* [THE DATA]:

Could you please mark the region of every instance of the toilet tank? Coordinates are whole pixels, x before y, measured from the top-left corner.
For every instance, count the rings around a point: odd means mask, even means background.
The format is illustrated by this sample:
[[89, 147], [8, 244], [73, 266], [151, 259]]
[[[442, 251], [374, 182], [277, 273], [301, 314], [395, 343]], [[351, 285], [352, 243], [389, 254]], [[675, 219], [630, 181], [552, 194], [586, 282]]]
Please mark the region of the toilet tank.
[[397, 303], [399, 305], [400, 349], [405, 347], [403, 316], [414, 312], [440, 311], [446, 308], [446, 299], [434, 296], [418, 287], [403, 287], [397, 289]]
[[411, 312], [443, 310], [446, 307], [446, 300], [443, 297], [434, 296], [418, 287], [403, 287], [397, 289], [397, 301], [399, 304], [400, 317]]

* [AIM OF THE TASK]: Copy the rows above word for word.

* [REPLY]:
Could you please mark the region of every instance of the toilet tank? Coordinates are whole pixels, x before y, measured from the top-left corner.
For every instance, count the rings around a point: odd means mask, even means background.
The format is illustrated by this sample:
[[89, 147], [8, 244], [73, 266], [151, 259]]
[[[442, 251], [374, 182], [277, 273], [301, 314], [395, 343]], [[351, 285], [352, 243], [389, 254]], [[675, 219], [630, 181], [552, 194], [586, 282]]]
Please mark the region of the toilet tank.
[[397, 303], [399, 305], [400, 349], [405, 347], [403, 316], [414, 312], [440, 311], [446, 308], [446, 299], [434, 296], [418, 287], [403, 287], [397, 289]]
[[411, 312], [443, 310], [446, 307], [446, 300], [443, 297], [434, 296], [418, 287], [403, 287], [397, 289], [397, 301], [399, 304], [400, 317]]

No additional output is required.